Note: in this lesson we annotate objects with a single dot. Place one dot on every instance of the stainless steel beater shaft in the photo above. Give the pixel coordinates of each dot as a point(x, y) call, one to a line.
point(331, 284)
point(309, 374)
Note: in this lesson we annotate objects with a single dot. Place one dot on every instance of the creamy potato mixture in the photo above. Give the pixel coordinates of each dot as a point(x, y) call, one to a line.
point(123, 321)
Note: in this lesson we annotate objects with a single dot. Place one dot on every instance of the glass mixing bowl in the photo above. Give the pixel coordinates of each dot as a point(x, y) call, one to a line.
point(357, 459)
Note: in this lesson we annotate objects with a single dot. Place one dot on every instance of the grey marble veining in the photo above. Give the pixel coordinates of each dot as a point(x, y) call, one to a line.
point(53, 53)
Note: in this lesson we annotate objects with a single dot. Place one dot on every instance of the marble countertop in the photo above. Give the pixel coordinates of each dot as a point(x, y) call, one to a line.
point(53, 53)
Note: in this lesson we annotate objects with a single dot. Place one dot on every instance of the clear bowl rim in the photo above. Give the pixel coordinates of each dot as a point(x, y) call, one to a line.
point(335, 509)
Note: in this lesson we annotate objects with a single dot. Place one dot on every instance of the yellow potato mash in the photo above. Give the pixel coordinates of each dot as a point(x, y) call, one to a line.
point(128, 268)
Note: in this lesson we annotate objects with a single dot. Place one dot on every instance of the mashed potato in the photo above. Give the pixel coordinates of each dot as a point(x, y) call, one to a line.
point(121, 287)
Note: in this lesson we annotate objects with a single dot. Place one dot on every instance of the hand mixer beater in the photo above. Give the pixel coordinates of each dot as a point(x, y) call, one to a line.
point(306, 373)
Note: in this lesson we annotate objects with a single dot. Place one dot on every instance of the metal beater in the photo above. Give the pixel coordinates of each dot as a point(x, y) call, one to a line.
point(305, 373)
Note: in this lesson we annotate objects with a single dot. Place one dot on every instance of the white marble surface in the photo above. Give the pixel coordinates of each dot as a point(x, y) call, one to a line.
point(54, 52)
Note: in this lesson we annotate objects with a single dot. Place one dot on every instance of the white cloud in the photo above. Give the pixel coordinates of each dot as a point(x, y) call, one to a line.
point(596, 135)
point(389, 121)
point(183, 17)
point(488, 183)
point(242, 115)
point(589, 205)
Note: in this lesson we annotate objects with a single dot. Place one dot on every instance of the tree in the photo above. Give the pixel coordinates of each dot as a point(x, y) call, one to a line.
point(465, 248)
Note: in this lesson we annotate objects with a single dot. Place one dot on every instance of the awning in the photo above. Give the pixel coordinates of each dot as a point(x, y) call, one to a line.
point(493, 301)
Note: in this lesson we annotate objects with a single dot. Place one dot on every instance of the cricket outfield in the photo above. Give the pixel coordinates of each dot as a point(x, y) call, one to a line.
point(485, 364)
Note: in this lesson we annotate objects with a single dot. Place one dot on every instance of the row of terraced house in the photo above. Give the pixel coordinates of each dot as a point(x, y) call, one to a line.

━━━━━━━━━━━━━━━━━━━━

Action item: Return the full listing, word for word.

Result of the exercise:
Note: in this lesson we annotate objects with a single dot. Place one dot on every instance of the stainless steel beater shaft in the photo above. Give the pixel coordinates of each dot as a point(x, y) call, one to a line.
point(331, 284)
point(309, 374)
Note: in this lesson we annotate objects with a single dot. Place one dot on every instance of the creamy potato mixture in the photo above. Give the pixel coordinates of each dot as a point(x, y) call, one to a line.
point(123, 321)
Note: in this lesson we annotate objects with a single dot. Place one dot on every instance of the glass mixing bowl in the photo above. Give the pixel coordinates of each dot as a point(x, y) call, one to a line.
point(357, 459)
Note: in this lesson we annotate objects with a single dot. Place one dot on every instance of the grey marble veining in the photo above. Give the pixel coordinates of each dot as a point(x, y) call, one to a line.
point(53, 53)
Note: in this lesson we annotate objects with a single dot. Place one dot on every instance of the marble countertop in the photo above. Give the pixel coordinates of each dot as a point(x, y) call, one to a line.
point(53, 53)
Note: in this lesson we annotate objects with a single dot. Place one dot on every instance of the clear bowl rim in the photo above. Give the pixel coordinates of each dot as a point(x, y) call, one to a line.
point(335, 509)
Note: in this lesson we annotate objects with a single dot. Place one dot on every instance of the yellow potato mash in the photo above. Give the pixel coordinates of each dot as a point(x, y) call, one to a line.
point(128, 268)
Note: in this lesson we annotate objects with a single dot. Place one dot on every instance of the mashed potato in the photo above. Give the pixel coordinates of each dot as a point(x, y) call, one to a line.
point(121, 287)
Note: in this lesson we annotate objects with a single dot. Place one dot on every instance of the hand mixer beater in the photo above. Give the pixel coordinates of each dot as a point(x, y) call, one to a line.
point(306, 373)
Note: in this lesson we annotate objects with a single dot. Place one dot on every instance of the metal beater in the photo above. Give the pixel coordinates of each dot as a point(x, y) call, one to a line.
point(305, 373)
Note: in this lesson we annotate objects with a single dot. Place one dot on every instance of the white marble surface in the photo above. Give the pixel coordinates of each dot as a point(x, y) call, one to a line.
point(54, 52)
Note: in this lesson we annotate objects with a single dot. Place one dot on every instance of the white cloud in the photo above. Give the pixel coordinates of each dot as a point(x, y) call, one to a line.
point(596, 135)
point(389, 121)
point(183, 17)
point(488, 183)
point(242, 115)
point(589, 205)
Note: in this lesson we annotate objects with a single dot. Place one dot on every instance of the tree in the photo above. Give the pixel coordinates of each dot as a point(x, y) call, one to a line.
point(465, 248)
Note: in this lesson we annotate objects with a single dot. Place one dot on every instance of the awning in the photo above. Give the pixel coordinates of each dot as a point(x, y) call, one to a line.
point(493, 301)
Note: in this lesson we annotate objects with a single dot. Place one dot on every instance of the cricket outfield in the photo above. Give the pixel coordinates of each dot as a point(x, y) call, one to a line.
point(485, 364)
Note: in this lesson we annotate objects with a single dot. Place one dot on every instance of the row of terraced house in the photo above. Give the pixel coordinates of each dot as a point(x, y) call, one to a line.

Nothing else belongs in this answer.